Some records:
-- -- --

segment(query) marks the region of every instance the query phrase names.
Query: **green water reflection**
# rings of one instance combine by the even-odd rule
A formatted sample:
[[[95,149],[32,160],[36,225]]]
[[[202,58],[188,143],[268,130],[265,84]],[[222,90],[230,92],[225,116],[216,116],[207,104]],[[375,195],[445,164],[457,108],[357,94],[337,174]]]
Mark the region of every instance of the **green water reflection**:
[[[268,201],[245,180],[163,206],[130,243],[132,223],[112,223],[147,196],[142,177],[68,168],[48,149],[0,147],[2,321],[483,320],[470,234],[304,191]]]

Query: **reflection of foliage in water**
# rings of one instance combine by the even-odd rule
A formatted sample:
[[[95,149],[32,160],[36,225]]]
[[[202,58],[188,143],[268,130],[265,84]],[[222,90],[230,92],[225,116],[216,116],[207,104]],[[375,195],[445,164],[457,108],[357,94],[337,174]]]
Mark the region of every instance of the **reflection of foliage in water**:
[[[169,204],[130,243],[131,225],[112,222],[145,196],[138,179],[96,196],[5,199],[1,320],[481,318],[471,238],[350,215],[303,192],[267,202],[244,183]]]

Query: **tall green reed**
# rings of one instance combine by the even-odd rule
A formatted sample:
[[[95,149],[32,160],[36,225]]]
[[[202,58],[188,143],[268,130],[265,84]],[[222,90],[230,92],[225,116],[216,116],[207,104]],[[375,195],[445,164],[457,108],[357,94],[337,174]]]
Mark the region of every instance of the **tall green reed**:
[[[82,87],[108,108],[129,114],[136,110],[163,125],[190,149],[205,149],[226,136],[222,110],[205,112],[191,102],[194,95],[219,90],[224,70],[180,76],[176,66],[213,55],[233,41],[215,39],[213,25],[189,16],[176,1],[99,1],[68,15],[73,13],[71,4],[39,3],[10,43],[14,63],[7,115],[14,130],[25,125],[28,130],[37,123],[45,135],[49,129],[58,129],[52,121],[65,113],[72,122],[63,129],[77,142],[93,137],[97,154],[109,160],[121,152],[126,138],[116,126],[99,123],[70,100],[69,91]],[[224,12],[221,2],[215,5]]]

-- -- --

* **WRITTEN EXERCISE**
Transcribe every line of the material above without any changes.

* **SOLUTION TO THE EXERCISE**
segment(query) marks the region of every instance the query phrase names.
Query: **green water reflection**
# rings of one instance combine by the even-odd rule
A formatted sample:
[[[95,149],[32,160],[36,225]]]
[[[202,58],[188,143],[268,130],[265,84]],[[222,90],[230,92],[225,116],[216,116],[207,104]],[[375,195],[445,164],[457,108],[357,94],[337,174]]]
Mark the region of every instance of the **green water reflection**:
[[[268,201],[245,180],[163,206],[130,243],[132,223],[112,223],[147,196],[142,177],[68,168],[48,149],[0,147],[2,321],[483,320],[470,234],[304,191]]]

Query: **reflection of foliage in water**
# rings of one instance combine by the even-odd rule
A formatted sample:
[[[95,149],[32,160],[36,225]]]
[[[202,58],[188,143],[268,130],[265,84]],[[222,90],[230,92],[225,116],[216,116],[207,104]],[[375,195],[445,164],[457,108],[357,94],[337,174]]]
Mark the region of every instance of the **reflection of foliage in water**:
[[[169,204],[130,243],[131,225],[112,222],[145,196],[138,179],[96,196],[5,199],[1,320],[481,318],[471,238],[350,215],[303,192],[267,202],[244,183]]]

Query: **tall green reed**
# rings of one instance combine by the even-odd rule
A formatted sample:
[[[95,149],[32,160],[36,225]]]
[[[202,58],[188,143],[268,130],[265,84]],[[222,90],[230,92],[225,116],[216,116],[207,104]],[[375,195],[445,164],[457,108],[357,94],[337,174]]]
Mark the region of every instance of the **tall green reed**:
[[[82,87],[108,108],[129,114],[136,110],[163,125],[190,149],[205,149],[226,136],[222,110],[205,112],[191,102],[194,95],[219,90],[224,70],[180,76],[176,66],[213,55],[233,41],[215,39],[213,25],[189,16],[176,1],[99,1],[68,15],[73,13],[71,4],[39,3],[10,43],[14,63],[7,115],[14,130],[25,125],[28,130],[37,123],[45,135],[49,129],[58,129],[52,121],[65,113],[72,122],[63,129],[77,142],[93,137],[97,154],[109,160],[121,152],[126,138],[116,126],[99,123],[70,100],[69,91]],[[224,12],[221,2],[215,5]]]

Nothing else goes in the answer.